◆ WHAT THIS TASK INVOLVES
The answer must be the full listing, retyped exactly.

------------------------------------------------------------------------

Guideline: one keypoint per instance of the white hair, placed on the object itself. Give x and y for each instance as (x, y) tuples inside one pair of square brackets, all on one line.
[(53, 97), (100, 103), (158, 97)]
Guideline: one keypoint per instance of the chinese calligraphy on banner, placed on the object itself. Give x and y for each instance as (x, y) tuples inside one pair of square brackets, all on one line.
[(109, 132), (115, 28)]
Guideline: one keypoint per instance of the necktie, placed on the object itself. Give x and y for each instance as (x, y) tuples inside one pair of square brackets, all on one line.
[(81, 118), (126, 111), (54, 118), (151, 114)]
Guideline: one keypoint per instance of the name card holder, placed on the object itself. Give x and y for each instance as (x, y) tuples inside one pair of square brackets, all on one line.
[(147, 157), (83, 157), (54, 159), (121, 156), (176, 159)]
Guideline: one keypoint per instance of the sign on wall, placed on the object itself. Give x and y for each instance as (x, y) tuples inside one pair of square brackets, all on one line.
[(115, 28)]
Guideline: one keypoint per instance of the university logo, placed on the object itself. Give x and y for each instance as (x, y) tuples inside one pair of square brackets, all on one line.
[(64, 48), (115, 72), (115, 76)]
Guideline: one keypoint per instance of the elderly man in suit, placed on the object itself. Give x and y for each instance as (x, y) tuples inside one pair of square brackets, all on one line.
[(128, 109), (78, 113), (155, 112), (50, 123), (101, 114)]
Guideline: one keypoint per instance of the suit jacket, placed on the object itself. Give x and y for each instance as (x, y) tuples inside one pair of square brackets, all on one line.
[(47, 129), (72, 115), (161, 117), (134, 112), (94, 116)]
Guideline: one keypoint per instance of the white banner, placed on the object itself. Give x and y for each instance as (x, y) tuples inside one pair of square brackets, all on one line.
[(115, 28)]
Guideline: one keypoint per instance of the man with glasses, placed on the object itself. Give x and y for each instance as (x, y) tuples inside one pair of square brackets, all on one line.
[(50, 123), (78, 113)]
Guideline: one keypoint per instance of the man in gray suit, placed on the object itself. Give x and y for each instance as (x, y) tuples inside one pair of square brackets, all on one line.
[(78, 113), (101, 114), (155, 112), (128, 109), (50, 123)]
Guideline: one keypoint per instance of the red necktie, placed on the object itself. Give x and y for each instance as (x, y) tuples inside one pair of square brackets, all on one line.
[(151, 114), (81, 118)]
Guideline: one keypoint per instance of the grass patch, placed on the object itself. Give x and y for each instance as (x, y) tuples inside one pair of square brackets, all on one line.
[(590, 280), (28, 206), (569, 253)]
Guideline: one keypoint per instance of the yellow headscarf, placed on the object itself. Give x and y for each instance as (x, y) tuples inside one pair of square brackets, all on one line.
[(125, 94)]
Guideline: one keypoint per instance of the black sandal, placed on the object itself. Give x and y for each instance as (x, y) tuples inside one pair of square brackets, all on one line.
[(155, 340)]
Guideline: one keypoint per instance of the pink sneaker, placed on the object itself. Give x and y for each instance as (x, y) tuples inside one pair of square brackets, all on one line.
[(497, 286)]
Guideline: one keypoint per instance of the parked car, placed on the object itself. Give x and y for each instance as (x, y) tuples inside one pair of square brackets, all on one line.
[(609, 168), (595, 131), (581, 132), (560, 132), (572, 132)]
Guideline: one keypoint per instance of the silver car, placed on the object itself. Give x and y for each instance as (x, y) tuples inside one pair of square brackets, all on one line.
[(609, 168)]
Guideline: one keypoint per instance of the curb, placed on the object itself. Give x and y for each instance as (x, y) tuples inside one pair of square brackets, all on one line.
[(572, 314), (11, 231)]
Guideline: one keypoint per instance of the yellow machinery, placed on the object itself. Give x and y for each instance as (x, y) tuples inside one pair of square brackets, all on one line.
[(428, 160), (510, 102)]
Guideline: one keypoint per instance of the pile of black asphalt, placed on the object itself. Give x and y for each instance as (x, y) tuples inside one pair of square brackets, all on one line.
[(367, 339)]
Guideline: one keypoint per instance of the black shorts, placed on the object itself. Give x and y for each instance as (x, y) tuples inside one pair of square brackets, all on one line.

------------------------------------------------------------------------

◆ TASK RESULT
Guideline: one keypoint per instance of the white hair, placed on the object itself. Give x and y for each instance as (x, y) tuples inside one pair of square brackets, all on one line.
[(53, 97), (100, 103), (158, 97)]
Guideline: one keypoint per instance of the chinese calligraphy on banner, placed on the object itself. Give x and y for each instance as (x, y) tuples inside one pair of square brackets, all on one line.
[(109, 132), (115, 28)]
Guideline: one keypoint per instance of the necktie, placed on the object itself. Give x and y for each instance as (x, y) tuples inside one pair of square brackets, all on one line.
[(81, 118), (126, 111), (54, 118), (151, 114)]
Guideline: one keypoint per instance of the name card holder, placed on the object itself. Give x and y for each instance as (x, y) tuples inside one pair of square brackets, all on one line.
[(147, 157), (83, 157), (54, 159), (121, 156), (176, 159)]
Guideline: one keypoint per instance of the sign on wall, placed on the object itself. Give x and y for each instance as (x, y) tuples inside one pair of square brackets, all on one line.
[(115, 28)]
Guideline: one keypoint per instance of the university logo, placed on the object itself. Give x and y for each instance as (x, y) tuples inside one pair of square brackets, all on one line.
[(64, 48), (115, 72), (115, 76)]
Guideline: one keypoint per instance of the elderly man in suit, placed on the object itself. Give x and y for each instance as (x, y) tuples inside one pair of square brackets, all on one line.
[(128, 109), (78, 113), (155, 112), (50, 123), (101, 114)]
Guideline: one keypoint per instance of the suit jacket, placed on the object itself. Give x and y for each instance as (x, y) tuples inside one pair of square brackets, all on one line.
[(47, 129), (72, 115), (161, 117), (134, 112), (94, 116)]
Guideline: one keypoint per instance of the white banner, placed on the object itself. Give x and y for each instance as (x, y) tuples inside one pair of square brackets, all on one line.
[(115, 28)]
Guideline: one keypoint per instance of the man with glasses, placed on the object itself. Give x and y for each instance as (x, y) tuples inside one pair of square brackets, all on one line.
[(50, 123), (78, 113)]
Guideline: one keypoint per instance of the man in gray suit, placed on the object itself. Give x and y for each instance as (x, y) tuples inside one pair of square brackets, all on one line.
[(78, 113), (101, 114), (155, 112), (128, 109), (50, 123)]
Guideline: one keypoint per instance of the red necktie, placed on the object itself. Give x and y for each instance as (x, y) tuples inside one pair of square brackets, all on one line.
[(151, 114), (81, 118)]
Guideline: one keypoint per instance of the grass patch, placed on the object itself. Give x and y for each instance as (x, y) tuples inside one pair of square brackets, all on one line.
[(590, 280), (28, 206), (569, 253)]
Guideline: one keypoint per instance of the yellow headscarf, placed on the object itself. Give x and y for each instance as (x, y) tuples inside one pair of square brackets, all on one line.
[(125, 94)]
Guideline: one keypoint per instance of the black sandal, placed on the object itself. Give x and y for each instance as (x, y) tuples inside one pair of square brackets, all on one line.
[(155, 340)]
Guideline: one keypoint per instance of the pink sneaker, placed on the object itself. Give x and y for each instance as (x, y) tuples inside one pair of square brackets, all on one line.
[(497, 286)]
Guideline: one keypoint per instance of the parked car, placed on the object itself. Give x and y for each instance as (x, y) tuples inside one pair of square brackets, all on one line.
[(609, 168), (595, 131), (581, 132), (560, 132), (572, 132)]
Guideline: one keypoint per instance of the silver car, placed on the object itself. Give x and y for each instance as (x, y) tuples inside one pair of square brackets, all on one line.
[(609, 168)]
Guideline: one keypoint per instance of the curb, placed on the object itself. Give x and y for each instance as (x, y) tuples inside one pair of square brackets, all on one line.
[(572, 314), (11, 231)]
Guideline: one keypoint per instance of the yellow machinery, placed on the object itself. Give x and y for each instance as (x, y) tuples inside one pair of square brackets, all on one line.
[(428, 160), (510, 102)]
Guideline: one keypoint per instance of the pile of black asphalt, placed on the object itself. Give x and y for each instance as (x, y) tuples inside one pair of square brackets, all on one line.
[(367, 339)]
Guideline: one keypoint per instance of the black shorts, placed on the object itself. Give x and y for each instance as (x, y) tuples inside one pair of square brackets, all on one line.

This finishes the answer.